For each record here, output an exact copy.

══ Data shown

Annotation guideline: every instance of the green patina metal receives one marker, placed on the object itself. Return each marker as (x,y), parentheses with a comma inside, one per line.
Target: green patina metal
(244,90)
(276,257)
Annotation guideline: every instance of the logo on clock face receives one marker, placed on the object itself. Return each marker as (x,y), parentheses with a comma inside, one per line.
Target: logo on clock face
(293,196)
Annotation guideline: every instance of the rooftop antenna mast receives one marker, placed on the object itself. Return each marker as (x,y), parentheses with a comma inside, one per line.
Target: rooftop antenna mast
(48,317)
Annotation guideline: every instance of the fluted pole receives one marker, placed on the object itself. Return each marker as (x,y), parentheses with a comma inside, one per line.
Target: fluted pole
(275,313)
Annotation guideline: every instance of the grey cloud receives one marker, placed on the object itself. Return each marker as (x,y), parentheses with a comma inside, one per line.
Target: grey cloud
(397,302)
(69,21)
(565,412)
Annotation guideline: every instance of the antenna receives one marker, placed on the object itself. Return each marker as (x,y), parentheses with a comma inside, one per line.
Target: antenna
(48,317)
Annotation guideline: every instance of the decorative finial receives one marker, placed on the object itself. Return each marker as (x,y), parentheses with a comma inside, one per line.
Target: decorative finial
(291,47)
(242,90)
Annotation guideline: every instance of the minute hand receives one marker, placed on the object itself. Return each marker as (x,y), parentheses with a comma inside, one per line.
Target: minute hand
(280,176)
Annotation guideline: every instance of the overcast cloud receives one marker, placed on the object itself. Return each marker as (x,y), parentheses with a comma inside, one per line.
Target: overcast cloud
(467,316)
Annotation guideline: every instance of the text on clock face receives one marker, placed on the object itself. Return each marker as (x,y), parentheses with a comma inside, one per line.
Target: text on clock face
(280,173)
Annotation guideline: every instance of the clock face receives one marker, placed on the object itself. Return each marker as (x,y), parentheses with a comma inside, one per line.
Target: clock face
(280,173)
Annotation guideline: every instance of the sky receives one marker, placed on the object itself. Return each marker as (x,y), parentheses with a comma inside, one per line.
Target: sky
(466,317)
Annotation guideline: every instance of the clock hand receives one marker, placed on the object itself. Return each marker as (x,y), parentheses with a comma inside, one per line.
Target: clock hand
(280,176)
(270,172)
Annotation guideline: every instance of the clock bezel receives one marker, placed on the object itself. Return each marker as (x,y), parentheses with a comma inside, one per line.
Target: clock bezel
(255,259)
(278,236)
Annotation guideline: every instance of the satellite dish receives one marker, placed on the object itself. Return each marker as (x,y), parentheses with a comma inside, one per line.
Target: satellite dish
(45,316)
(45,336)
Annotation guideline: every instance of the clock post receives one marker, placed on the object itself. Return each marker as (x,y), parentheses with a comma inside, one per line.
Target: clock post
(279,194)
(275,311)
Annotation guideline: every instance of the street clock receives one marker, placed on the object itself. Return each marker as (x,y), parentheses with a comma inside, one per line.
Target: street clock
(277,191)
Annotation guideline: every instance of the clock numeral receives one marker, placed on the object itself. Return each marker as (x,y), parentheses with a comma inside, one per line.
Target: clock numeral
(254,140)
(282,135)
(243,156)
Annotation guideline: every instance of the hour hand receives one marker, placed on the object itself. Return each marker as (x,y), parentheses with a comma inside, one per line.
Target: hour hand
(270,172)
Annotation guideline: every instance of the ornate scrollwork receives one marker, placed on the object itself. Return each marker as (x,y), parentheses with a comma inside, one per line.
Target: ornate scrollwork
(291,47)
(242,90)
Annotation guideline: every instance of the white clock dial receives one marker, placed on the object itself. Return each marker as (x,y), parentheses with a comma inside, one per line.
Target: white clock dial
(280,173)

════

### Completed exercise
Annotation guideline: every instance of the green patina metal receives one marker, placed on the object itself. Return each marker as (x,y), parentheses with a comma inside, one per line.
Target: green patina metal
(244,90)
(276,257)
Annotation guideline: every instance of the logo on clock face receives one marker, placed on the object itself. Return each marker as (x,y), parentheses with a comma inside, one per line.
Target: logo on clock face
(293,196)
Annotation guideline: every instance of the rooftop antenna mast receives one marker, placed on the object itself. Return each marker as (x,y), parentheses with a comma inside, one per line.
Target: rooftop antenna mast
(48,317)
Annotation guideline: every instance of the fluted pole receives one marker, placed on the object itself. Return each marker as (x,y), parentheses with a comma inside, one per line.
Target: fluted pole
(275,313)
Annotation guideline: every instance of the grey cloud receives one marker, placed on the object itself. Return each marker as (x,y), parentheses with a comma inside, one per line.
Target: grey cloud
(397,302)
(69,21)
(565,412)
Annotation guideline: every instance of the antenna receives one marker, placed on the object itself. Return each marker as (x,y), parentheses with a comma inside, one per line.
Target: antenna
(48,317)
Annotation guideline: every instance of the decorative finial receives one marker, placed on the object itself. Return each marker as (x,y), parentheses with a comma inside, one per line.
Target: decorative finial
(291,47)
(242,90)
Annotation guideline: every instance of the minute hand receives one marker, placed on the object itself. Return each marker as (x,y), parentheses with a comma inside, one per line.
Target: minute hand
(280,176)
Annotation guideline: every instance of the overcast cloud receives one marker, placed on the object itself. Return each marker as (x,y), parentheses with a comma inside, one per line.
Target: overcast cloud
(467,316)
Annotation guideline: every instance of the text on clock face receives one marker, placed on the object itself. Return each marker as (x,y), parentheses with a comma inside, one per line.
Target: text on clock face
(280,173)
Annotation guideline: every instance of the clock face receives one marker, placed on the object itself. Return each marker as (x,y), parentheses with a comma inside, one per line.
Target: clock face
(280,173)
Annotation guideline: every instance of the sky receives one marker, placed on the object itself. Return each marker as (x,y), parentheses with a comma inside, one per line.
Target: sky
(466,317)
Annotation guideline: every instance of the clock hand receives one marker, placed on the object itself. Return each marker as (x,y), parentheses with a comma inside, one per line.
Target: clock hand
(280,176)
(270,172)
Annotation guideline: every instance of the clock bezel receives one marker, placed on the object itself. Return each marker as (x,y), parentheses with a comma inside, one per line.
Target: clock bezel
(255,259)
(278,236)
Annotation guideline: every instance of the satellite dish receives one marker, placed on the object itself. Return each marker as (x,y), parentheses with a comma inside, one per line.
Target: satellite dish
(45,316)
(45,336)
Annotation guideline: every instance of the clock post receives one marker, placed on the object itself. Return each marker as (x,y), parentheses with a comma inside, one per line.
Target: clock post
(279,194)
(275,311)
Annotation guideline: every instance of the street clock receives one marker, placed on the object itself. Return each marker as (x,y), parentheses with a comma inside, one per line.
Target: street clock
(277,191)
Annotation guideline: every instance of the clock numeral receives one marker, placed on the object itself. Return each marker as (x,y), parentheses with a comma inside, one per line.
Target: clock numeral
(254,140)
(282,135)
(243,156)
Annotation guideline: every instance of the hour hand receives one marker, placed on the object itself. Return each marker as (x,y), parentheses with a comma inside, one per line.
Target: hour hand
(270,172)
Annotation guideline: every instance of the ornate scrollwork receives one marker, placed on the object itself. Return each marker as (x,y), parentheses with a comma inside, one per line.
Target: ornate scrollwork
(291,47)
(242,90)
Annotation guideline: every instance of the white clock dial receives one marker, placed on the object itself. Return each marker as (x,y), parentheses with a comma inside, one per line.
Target: white clock dial
(280,173)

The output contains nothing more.